-- begin --

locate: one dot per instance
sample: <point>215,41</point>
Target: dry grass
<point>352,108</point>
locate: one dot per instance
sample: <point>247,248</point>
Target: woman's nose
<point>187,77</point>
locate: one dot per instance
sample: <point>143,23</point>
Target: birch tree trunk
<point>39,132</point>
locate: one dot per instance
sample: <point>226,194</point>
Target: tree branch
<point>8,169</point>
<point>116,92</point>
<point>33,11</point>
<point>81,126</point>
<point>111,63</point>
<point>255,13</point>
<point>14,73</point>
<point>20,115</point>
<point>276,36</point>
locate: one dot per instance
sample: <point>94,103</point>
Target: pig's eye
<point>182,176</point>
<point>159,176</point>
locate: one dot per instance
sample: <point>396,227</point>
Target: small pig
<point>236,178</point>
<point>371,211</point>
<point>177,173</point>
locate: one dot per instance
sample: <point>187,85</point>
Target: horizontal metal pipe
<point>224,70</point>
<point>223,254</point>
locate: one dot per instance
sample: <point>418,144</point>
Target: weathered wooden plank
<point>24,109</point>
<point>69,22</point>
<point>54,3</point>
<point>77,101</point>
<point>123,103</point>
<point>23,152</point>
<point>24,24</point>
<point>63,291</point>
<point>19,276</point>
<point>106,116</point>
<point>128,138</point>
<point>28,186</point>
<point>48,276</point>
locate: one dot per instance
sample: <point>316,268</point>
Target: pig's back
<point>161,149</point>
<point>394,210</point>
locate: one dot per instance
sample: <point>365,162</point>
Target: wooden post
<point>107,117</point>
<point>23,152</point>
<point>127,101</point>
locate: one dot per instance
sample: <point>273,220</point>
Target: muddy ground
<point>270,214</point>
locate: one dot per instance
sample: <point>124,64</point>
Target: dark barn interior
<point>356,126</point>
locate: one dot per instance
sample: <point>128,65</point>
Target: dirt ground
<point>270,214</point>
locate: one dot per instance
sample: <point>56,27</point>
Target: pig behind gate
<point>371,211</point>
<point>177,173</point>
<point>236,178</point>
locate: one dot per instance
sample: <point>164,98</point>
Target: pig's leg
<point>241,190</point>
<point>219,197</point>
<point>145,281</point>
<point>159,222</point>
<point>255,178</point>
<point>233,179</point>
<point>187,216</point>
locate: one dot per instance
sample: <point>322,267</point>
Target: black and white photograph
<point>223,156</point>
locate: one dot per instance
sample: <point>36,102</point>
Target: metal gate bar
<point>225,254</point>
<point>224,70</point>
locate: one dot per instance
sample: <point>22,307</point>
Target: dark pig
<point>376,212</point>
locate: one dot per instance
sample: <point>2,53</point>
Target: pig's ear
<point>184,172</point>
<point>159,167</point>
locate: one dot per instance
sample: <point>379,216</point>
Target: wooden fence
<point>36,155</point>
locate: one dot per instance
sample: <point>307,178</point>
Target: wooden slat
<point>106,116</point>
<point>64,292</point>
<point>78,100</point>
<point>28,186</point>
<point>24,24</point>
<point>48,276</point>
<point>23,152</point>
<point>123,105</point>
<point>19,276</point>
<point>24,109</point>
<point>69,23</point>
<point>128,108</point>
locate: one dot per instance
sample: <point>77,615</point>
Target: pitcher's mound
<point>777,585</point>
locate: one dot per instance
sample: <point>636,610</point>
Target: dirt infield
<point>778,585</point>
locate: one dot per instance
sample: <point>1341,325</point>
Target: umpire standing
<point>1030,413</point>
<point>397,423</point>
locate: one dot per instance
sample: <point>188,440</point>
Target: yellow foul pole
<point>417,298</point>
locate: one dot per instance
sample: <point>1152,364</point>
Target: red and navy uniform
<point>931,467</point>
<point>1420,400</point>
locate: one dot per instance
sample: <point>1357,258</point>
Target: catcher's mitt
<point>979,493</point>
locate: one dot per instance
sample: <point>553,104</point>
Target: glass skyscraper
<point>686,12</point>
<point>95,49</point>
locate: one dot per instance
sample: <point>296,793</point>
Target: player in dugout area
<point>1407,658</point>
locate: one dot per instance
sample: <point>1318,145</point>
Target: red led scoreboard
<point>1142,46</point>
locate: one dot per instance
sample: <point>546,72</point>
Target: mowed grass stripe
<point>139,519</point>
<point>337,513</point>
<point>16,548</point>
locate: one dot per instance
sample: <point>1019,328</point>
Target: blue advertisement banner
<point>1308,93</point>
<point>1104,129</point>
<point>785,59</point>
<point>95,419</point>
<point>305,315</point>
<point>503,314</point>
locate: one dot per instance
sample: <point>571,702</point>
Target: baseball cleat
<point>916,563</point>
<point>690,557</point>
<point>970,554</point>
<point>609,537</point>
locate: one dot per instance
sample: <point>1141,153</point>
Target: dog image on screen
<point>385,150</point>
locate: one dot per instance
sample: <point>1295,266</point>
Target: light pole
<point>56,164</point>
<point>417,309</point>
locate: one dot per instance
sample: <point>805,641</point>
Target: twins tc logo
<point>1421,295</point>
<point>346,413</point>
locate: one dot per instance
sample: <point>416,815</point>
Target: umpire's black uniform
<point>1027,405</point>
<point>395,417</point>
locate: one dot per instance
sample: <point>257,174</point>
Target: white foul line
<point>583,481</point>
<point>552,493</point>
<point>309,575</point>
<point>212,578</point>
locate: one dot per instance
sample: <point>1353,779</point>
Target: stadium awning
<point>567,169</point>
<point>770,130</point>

-- end --

> _Stated problem_:
Print every entry above again, word for word and in the same order, with nothing changed.

> _Exercise output_:
locate: one dot per instance
sample: <point>215,41</point>
Target: dry grass
<point>352,108</point>
locate: one dot per instance
sample: <point>247,248</point>
Target: woman's nose
<point>187,77</point>
locate: one dot per instance
sample: <point>143,23</point>
Target: birch tree trunk
<point>39,132</point>
locate: one dot per instance
sample: <point>226,194</point>
Target: tree branch
<point>8,169</point>
<point>116,92</point>
<point>33,11</point>
<point>81,126</point>
<point>111,63</point>
<point>255,13</point>
<point>14,73</point>
<point>20,115</point>
<point>276,36</point>
locate: one dot per instance
sample: <point>94,103</point>
Target: pig's eye
<point>182,176</point>
<point>159,176</point>
locate: one dot per instance
sample: <point>396,227</point>
Target: small pig
<point>236,178</point>
<point>371,211</point>
<point>177,173</point>
locate: one dot per instance
sample: <point>187,85</point>
Target: horizontal metal pipe
<point>224,70</point>
<point>223,254</point>
locate: one dot per instance
sample: <point>418,144</point>
Target: weathered wooden plank
<point>24,109</point>
<point>69,22</point>
<point>54,3</point>
<point>77,101</point>
<point>123,103</point>
<point>23,152</point>
<point>24,24</point>
<point>63,291</point>
<point>19,276</point>
<point>106,116</point>
<point>128,138</point>
<point>28,186</point>
<point>48,276</point>
locate: one dot per instance
sample: <point>316,268</point>
Target: pig's back
<point>161,149</point>
<point>394,210</point>
locate: one dot per instance
sample: <point>365,162</point>
Target: wooden post
<point>107,117</point>
<point>23,152</point>
<point>127,101</point>
locate: one dot per instance
sample: <point>273,220</point>
Target: muddy ground
<point>270,214</point>
locate: one dot per instance
sample: <point>124,64</point>
Target: dark barn interior
<point>356,126</point>
locate: one dot per instance
sample: <point>128,65</point>
Target: dirt ground
<point>270,214</point>
locate: one dot per instance
sample: <point>56,27</point>
Target: pig behind gate
<point>371,211</point>
<point>177,173</point>
<point>236,178</point>
locate: one dot per instance
sample: <point>164,98</point>
Target: pig's leg
<point>241,190</point>
<point>219,197</point>
<point>145,281</point>
<point>159,222</point>
<point>255,178</point>
<point>233,179</point>
<point>187,216</point>
locate: one dot per instance
sample: <point>322,267</point>
Target: black and white photograph
<point>223,156</point>
locate: one dot per instance
sample: <point>36,102</point>
Target: metal gate bar
<point>225,254</point>
<point>224,70</point>
locate: one dot per instance
sample: <point>22,307</point>
Target: dark pig
<point>376,212</point>
locate: one dot per instance
sample: <point>2,53</point>
Target: pig's ear
<point>184,172</point>
<point>159,167</point>
locate: one dot per instance
sample: <point>379,216</point>
Target: wooden fence
<point>36,155</point>
locate: one dot per instance
sample: <point>307,178</point>
Target: wooden slat
<point>106,116</point>
<point>64,292</point>
<point>78,100</point>
<point>28,186</point>
<point>24,24</point>
<point>48,276</point>
<point>23,152</point>
<point>123,105</point>
<point>19,276</point>
<point>24,109</point>
<point>69,23</point>
<point>128,108</point>
locate: one dot per instance
sample: <point>77,615</point>
Target: pitcher's mound
<point>777,585</point>
locate: one dot per instance
sample: <point>636,610</point>
Target: dirt infield
<point>778,585</point>
locate: one dot per instance
sample: <point>1341,325</point>
Target: umpire standing
<point>1030,413</point>
<point>397,423</point>
locate: one dot per instance
sample: <point>188,440</point>
Target: yellow foul pole
<point>417,298</point>
locate: one dot per instance
sample: <point>1152,364</point>
Target: red and navy uniform
<point>931,467</point>
<point>1420,400</point>
locate: one dot per instance
sample: <point>1357,258</point>
Target: catcher's mitt
<point>979,493</point>
locate: one dot per instance
sample: <point>553,104</point>
Target: glass skyscraper
<point>686,12</point>
<point>95,49</point>
locate: one dot per instance
sample: <point>296,793</point>
Target: player in dugout area
<point>1407,658</point>
locate: one dot per instance
sample: <point>1318,145</point>
Target: red led scoreboard
<point>1142,46</point>
locate: one dot per instance
sample: <point>546,72</point>
Target: mowed grass stripe
<point>139,519</point>
<point>337,513</point>
<point>16,548</point>
locate: one dot per instance
sample: <point>1019,328</point>
Target: blue advertisement banner
<point>1308,93</point>
<point>1104,129</point>
<point>785,59</point>
<point>95,419</point>
<point>305,315</point>
<point>503,314</point>
locate: one dot per instance
sample: <point>571,702</point>
Target: baseball cleat
<point>916,563</point>
<point>690,557</point>
<point>970,554</point>
<point>609,537</point>
locate: one dot per instance
sample: <point>1141,153</point>
Target: dog image on screen
<point>385,150</point>
locate: one dot per instance
sample: <point>1295,266</point>
Target: light pole
<point>56,164</point>
<point>417,309</point>
locate: one dot per instance
sample: <point>805,641</point>
Target: twins tc logo
<point>1421,295</point>
<point>346,413</point>
locate: one dot per instance
sample: <point>416,815</point>
Target: umpire's black uniform
<point>1027,405</point>
<point>395,417</point>
locate: one dot per instance
sample: <point>257,174</point>
Target: white foul line
<point>583,481</point>
<point>552,493</point>
<point>309,575</point>
<point>212,578</point>
locate: one dot per instance
sample: <point>1353,779</point>
Target: stadium awning
<point>567,169</point>
<point>770,130</point>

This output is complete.